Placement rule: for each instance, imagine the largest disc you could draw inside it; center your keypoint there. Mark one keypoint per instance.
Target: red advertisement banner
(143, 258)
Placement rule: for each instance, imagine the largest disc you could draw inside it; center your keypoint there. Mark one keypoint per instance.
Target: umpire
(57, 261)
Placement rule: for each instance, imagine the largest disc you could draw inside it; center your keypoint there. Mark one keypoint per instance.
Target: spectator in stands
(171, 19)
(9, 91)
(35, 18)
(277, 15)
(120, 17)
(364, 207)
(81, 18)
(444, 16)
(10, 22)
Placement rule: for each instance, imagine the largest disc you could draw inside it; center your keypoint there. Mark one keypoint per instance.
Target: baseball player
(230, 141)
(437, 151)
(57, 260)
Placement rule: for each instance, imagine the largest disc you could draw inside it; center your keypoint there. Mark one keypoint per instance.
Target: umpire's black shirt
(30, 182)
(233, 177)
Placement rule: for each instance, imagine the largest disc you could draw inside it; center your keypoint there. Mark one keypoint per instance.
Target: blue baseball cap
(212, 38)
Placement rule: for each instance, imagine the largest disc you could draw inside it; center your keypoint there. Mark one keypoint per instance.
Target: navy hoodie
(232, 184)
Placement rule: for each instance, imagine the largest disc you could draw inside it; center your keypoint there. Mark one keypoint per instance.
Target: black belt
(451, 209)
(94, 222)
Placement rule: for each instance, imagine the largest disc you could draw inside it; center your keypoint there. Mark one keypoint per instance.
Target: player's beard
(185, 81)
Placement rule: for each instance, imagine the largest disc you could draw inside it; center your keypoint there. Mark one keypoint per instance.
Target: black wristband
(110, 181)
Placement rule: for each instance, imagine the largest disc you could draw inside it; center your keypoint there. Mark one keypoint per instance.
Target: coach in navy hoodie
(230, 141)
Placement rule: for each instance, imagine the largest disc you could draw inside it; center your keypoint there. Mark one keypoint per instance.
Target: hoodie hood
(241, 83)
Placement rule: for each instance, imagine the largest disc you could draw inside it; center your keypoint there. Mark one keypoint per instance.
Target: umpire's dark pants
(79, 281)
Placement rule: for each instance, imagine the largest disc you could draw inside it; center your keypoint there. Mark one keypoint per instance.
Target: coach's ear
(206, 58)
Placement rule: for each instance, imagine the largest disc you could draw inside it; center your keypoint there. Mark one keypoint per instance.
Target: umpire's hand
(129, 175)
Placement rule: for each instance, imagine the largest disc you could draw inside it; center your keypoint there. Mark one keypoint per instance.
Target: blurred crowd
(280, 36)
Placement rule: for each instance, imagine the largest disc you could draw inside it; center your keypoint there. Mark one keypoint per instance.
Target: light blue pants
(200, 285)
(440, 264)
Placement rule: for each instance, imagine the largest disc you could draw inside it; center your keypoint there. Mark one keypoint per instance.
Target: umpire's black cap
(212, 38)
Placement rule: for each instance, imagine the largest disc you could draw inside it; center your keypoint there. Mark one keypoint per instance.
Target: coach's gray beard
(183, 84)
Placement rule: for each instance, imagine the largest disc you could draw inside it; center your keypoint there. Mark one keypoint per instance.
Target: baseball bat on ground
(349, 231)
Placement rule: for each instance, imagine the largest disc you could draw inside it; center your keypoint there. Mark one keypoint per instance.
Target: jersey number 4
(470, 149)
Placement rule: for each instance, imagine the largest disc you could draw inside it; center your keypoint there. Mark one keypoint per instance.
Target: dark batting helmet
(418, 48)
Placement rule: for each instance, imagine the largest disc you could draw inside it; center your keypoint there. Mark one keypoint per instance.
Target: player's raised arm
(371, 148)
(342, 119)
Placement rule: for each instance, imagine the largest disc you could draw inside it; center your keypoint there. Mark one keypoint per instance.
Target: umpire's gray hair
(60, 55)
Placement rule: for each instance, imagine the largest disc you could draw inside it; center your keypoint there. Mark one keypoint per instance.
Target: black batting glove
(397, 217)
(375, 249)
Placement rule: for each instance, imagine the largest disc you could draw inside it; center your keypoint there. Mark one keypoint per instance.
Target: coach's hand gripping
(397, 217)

■ PROBLEM DETAILS: No line before the one with "Target: umpire's gray hair" belongs in the answer; copy that line and the rest of the records exactly.

■ RESPONSE BELOW:
Target: umpire's gray hair
(60, 55)
Placement rule: for each instance, imagine the largest disc you could draw inside it; center your keypoint there. Mark one keypoint per instance.
Target: black batting glove
(397, 217)
(375, 249)
Placement rule: for each instance, imagine the largest disc you could draw inside it; center your keypoint there. Mark one keypoint per instance.
Target: coach's hand gripping
(397, 217)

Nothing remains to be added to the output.